Given the material below, output exactly the lines from the line with "task: segment the fan motor housing" to the line with "task: segment the gray carpet", both ends included, and no other lines.

== PROVIDED DATA ==

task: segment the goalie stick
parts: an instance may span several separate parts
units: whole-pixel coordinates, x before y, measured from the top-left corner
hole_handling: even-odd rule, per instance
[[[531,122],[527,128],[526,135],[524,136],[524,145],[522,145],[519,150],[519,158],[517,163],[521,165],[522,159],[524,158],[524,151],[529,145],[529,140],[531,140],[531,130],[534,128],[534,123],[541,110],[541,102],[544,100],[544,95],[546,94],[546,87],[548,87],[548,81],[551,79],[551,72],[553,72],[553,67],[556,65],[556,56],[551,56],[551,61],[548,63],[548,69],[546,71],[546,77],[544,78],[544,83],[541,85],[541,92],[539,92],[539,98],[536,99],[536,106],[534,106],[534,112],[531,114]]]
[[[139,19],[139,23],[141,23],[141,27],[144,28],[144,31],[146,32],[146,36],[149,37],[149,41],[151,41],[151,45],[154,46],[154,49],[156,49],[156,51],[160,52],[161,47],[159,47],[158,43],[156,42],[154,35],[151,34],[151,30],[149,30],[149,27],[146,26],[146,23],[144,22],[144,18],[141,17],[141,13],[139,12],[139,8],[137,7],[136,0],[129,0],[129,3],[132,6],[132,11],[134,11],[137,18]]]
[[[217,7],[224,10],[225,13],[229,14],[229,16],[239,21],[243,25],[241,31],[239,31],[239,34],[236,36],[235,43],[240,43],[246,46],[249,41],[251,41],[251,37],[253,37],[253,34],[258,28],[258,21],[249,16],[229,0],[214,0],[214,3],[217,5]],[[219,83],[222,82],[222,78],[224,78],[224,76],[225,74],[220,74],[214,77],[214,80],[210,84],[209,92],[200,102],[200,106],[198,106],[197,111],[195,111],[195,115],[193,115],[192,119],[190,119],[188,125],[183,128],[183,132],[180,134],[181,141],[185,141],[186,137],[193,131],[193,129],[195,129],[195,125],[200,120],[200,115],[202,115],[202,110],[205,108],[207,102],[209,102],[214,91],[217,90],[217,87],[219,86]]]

===
== PROVIDED DATA ==

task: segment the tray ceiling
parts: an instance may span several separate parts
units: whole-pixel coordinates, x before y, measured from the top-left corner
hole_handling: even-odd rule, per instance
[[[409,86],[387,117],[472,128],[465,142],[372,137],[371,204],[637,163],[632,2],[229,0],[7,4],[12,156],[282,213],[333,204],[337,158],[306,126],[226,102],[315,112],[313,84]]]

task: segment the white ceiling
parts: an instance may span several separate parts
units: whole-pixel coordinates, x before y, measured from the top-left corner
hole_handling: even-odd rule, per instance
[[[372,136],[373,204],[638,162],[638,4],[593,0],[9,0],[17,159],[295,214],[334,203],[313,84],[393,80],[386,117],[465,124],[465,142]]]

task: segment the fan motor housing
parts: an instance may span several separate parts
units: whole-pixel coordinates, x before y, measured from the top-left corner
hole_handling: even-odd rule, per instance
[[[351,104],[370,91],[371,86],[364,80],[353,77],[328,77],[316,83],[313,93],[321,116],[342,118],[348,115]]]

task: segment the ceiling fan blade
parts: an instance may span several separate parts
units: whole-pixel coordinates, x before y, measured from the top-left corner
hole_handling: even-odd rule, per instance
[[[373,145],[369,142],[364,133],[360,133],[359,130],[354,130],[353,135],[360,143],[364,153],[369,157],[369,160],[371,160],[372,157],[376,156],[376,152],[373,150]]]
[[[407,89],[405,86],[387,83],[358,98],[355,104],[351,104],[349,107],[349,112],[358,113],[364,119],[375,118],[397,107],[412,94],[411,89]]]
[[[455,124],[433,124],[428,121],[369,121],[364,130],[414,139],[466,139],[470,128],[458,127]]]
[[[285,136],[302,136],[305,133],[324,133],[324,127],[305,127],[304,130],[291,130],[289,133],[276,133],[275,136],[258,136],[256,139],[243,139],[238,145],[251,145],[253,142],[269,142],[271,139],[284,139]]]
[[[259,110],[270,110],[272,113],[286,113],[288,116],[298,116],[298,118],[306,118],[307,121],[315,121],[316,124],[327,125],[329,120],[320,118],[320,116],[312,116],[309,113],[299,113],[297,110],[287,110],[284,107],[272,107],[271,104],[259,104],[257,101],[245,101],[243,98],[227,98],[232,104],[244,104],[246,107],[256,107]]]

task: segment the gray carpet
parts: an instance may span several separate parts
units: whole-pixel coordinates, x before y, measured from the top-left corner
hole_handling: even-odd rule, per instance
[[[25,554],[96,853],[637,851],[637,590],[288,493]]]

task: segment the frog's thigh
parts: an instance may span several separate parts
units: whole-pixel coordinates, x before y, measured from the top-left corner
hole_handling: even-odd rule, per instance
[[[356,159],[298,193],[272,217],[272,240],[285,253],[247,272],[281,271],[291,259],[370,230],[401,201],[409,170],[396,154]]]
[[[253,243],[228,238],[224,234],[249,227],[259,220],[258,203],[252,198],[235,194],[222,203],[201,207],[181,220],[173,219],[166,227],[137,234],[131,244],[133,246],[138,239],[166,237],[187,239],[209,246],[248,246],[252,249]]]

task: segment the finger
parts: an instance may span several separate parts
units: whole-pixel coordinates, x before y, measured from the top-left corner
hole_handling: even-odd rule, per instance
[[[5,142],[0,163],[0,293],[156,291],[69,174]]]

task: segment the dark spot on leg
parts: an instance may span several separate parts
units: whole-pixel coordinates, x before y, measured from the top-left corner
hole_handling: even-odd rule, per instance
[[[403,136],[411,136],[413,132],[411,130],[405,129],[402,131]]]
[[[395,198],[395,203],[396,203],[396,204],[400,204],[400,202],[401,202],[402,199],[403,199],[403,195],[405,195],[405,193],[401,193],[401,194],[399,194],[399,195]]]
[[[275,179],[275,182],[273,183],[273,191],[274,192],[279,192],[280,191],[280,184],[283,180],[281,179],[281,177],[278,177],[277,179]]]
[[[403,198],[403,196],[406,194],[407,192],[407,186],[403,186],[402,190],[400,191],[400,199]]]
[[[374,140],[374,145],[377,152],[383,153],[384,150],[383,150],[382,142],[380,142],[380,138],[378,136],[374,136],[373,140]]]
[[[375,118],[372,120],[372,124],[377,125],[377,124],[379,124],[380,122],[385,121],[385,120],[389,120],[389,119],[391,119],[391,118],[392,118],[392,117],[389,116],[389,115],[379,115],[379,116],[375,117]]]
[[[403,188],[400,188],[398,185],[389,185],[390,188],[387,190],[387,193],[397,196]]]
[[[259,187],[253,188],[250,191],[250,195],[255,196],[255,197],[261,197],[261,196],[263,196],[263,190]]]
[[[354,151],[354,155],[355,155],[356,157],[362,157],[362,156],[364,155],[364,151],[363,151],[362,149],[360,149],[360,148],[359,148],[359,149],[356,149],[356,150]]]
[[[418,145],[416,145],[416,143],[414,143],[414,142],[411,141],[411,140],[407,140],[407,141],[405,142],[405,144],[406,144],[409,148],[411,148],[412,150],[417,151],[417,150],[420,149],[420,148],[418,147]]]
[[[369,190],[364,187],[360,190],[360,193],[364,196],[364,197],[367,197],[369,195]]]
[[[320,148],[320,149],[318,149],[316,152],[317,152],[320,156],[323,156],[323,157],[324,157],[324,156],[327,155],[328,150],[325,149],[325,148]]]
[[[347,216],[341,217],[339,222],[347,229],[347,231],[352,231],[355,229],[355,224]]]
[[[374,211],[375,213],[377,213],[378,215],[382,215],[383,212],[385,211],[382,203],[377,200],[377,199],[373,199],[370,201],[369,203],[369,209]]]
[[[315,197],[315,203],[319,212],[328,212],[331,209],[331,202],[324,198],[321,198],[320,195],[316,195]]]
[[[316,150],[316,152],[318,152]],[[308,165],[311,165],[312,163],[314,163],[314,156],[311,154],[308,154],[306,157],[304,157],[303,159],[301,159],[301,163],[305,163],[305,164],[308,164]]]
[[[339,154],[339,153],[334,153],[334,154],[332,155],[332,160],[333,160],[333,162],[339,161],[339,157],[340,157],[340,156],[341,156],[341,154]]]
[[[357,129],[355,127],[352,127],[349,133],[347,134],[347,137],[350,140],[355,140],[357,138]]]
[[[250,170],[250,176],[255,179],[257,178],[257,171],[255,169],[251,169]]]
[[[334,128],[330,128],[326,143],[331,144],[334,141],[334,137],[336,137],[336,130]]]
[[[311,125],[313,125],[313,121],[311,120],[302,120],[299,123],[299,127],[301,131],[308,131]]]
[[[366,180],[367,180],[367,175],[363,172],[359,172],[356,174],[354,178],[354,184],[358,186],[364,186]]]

===

■ **SOLUTION**:
task: segment the fan motor housing
parts: an instance may span several separate parts
units: whole-pixel coordinates, x before y, measured from the top-left corner
hole_handling: even-odd rule, per instance
[[[351,104],[370,91],[371,86],[364,80],[353,77],[328,77],[316,83],[313,93],[321,116],[342,118],[348,115]]]

task: segment the ceiling fan blade
parts: an instance may span several separate parts
units: whole-pixel coordinates, x before y, measured from the top-left corner
hole_handling: even-odd rule, per instance
[[[373,145],[369,142],[364,133],[360,133],[359,130],[354,130],[353,135],[360,143],[364,153],[369,157],[369,160],[371,160],[372,157],[376,156],[376,152],[373,150]]]
[[[407,89],[405,86],[387,83],[358,98],[355,104],[351,104],[349,107],[349,112],[358,113],[364,119],[375,118],[397,107],[412,94],[411,89]]]
[[[455,124],[433,124],[428,121],[369,121],[364,130],[414,139],[466,139],[470,128],[458,127]]]
[[[285,136],[302,136],[305,133],[324,133],[324,127],[305,127],[304,130],[291,130],[289,133],[276,133],[275,136],[258,136],[256,139],[243,139],[238,145],[251,145],[253,142],[269,142],[271,139],[284,139]]]
[[[259,110],[270,110],[272,113],[286,113],[288,116],[298,116],[298,118],[306,118],[307,121],[315,121],[316,124],[327,125],[329,120],[320,118],[320,116],[312,116],[309,113],[299,113],[297,110],[287,110],[284,107],[272,107],[271,104],[259,104],[257,101],[245,101],[243,98],[227,98],[232,104],[244,104],[246,107],[256,107]]]

task: segment the gray carpet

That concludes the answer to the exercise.